# STATED EXERCISE:
In the lines from the one containing "Target: blue shirt" through the end of the entries, inclusive, substitute "occurrence" for "instance" and write those lines out again with nothing else altered.

----

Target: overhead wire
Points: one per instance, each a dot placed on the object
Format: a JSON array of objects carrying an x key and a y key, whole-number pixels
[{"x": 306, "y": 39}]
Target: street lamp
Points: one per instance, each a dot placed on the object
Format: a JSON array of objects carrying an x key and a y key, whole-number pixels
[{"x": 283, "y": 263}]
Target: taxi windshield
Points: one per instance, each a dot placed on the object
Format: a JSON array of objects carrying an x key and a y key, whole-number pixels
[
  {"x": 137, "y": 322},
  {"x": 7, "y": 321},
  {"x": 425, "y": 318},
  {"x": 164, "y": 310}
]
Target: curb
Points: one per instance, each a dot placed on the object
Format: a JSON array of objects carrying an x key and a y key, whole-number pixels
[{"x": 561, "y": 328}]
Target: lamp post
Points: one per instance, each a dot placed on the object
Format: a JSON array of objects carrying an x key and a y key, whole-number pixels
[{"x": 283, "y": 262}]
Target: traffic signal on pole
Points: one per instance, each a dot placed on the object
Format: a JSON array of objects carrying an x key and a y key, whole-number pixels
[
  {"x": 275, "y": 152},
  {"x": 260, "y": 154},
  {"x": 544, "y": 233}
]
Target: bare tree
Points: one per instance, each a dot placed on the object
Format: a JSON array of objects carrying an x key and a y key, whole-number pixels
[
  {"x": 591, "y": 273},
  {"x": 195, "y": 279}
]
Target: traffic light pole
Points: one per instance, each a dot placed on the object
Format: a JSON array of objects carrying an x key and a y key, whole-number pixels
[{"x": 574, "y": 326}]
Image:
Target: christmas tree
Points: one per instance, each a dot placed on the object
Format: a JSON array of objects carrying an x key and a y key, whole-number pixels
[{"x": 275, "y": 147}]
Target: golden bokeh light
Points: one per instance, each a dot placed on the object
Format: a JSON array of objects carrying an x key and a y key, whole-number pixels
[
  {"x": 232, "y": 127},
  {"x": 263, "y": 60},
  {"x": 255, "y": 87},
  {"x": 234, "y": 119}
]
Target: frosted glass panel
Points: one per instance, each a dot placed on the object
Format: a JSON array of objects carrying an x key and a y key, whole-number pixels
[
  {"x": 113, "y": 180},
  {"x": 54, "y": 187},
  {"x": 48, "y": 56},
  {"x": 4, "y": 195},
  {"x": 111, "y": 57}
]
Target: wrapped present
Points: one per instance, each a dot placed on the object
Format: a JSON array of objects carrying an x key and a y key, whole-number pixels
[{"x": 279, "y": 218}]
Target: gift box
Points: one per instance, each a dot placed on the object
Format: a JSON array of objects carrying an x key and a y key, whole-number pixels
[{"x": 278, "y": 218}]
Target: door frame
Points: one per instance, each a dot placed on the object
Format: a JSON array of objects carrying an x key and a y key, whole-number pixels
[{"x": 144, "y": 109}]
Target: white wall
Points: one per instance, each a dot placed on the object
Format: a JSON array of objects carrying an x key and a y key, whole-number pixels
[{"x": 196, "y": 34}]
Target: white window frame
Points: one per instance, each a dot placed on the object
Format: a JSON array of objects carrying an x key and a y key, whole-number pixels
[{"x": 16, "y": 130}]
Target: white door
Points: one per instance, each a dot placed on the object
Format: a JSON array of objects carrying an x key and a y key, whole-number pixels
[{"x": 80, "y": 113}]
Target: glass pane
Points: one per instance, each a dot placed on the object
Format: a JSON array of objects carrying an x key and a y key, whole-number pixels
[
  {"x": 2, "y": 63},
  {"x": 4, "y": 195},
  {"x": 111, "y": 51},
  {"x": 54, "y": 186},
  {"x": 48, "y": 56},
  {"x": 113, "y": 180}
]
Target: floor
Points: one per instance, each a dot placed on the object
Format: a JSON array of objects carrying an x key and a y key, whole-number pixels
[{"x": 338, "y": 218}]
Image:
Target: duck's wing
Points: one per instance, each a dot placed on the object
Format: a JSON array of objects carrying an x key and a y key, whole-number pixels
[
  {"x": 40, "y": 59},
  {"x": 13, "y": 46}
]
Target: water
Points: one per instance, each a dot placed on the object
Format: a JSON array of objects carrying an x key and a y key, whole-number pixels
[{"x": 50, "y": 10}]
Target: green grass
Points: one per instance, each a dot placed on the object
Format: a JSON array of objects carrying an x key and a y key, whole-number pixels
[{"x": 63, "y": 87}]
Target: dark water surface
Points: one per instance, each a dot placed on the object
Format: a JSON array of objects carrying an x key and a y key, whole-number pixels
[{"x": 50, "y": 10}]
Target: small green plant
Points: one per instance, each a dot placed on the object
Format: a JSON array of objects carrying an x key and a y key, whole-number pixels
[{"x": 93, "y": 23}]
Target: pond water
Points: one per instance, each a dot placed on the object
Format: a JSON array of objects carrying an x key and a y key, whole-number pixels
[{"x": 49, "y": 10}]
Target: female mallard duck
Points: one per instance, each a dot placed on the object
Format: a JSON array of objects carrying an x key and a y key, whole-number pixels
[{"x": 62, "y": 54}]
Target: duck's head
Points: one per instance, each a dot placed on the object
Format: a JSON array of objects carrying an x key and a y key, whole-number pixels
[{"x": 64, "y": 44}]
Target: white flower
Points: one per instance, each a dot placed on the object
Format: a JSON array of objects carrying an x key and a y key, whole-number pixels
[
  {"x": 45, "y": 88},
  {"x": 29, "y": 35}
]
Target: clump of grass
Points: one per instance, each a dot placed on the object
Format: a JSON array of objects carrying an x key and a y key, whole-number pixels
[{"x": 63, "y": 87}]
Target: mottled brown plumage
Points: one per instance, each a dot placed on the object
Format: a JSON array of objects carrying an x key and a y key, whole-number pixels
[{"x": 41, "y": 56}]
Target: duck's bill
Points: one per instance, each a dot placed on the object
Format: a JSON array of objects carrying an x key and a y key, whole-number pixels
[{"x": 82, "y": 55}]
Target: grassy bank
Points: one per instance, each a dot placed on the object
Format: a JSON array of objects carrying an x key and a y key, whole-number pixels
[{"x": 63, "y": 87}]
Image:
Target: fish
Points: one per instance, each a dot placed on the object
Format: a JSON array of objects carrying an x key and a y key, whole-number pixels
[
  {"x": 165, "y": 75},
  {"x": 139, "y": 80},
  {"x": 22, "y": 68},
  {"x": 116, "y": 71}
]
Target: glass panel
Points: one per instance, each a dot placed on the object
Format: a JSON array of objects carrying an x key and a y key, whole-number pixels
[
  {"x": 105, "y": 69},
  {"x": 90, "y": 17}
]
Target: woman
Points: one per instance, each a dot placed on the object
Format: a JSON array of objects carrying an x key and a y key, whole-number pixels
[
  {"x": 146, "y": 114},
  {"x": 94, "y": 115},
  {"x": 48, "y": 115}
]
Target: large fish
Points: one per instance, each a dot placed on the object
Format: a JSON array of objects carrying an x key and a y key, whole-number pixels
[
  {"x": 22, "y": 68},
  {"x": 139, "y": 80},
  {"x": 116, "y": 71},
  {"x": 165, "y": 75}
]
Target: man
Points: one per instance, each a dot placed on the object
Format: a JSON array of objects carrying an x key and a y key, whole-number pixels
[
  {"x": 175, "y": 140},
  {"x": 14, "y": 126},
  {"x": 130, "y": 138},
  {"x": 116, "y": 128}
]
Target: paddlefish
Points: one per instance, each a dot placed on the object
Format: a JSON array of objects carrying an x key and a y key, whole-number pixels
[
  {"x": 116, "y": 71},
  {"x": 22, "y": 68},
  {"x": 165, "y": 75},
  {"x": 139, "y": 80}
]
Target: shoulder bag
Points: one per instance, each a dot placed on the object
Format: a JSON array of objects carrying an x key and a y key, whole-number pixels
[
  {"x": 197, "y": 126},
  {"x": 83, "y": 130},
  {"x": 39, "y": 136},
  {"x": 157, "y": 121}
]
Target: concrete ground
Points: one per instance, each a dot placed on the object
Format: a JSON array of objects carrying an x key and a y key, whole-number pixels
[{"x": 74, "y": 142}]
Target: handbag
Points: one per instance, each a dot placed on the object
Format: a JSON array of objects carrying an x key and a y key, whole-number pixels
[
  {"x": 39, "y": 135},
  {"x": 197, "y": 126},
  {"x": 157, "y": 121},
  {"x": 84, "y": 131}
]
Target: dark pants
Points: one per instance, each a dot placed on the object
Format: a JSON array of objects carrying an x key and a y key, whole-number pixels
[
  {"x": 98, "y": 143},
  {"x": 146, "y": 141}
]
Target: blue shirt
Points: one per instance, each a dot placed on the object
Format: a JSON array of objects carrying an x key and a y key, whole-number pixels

----

# TASK ANSWER:
Target: blue shirt
Points: one per occurrence, each a dot placed on the object
Format: a JSON array of objects carrying an x key and a y key, whole-number pixels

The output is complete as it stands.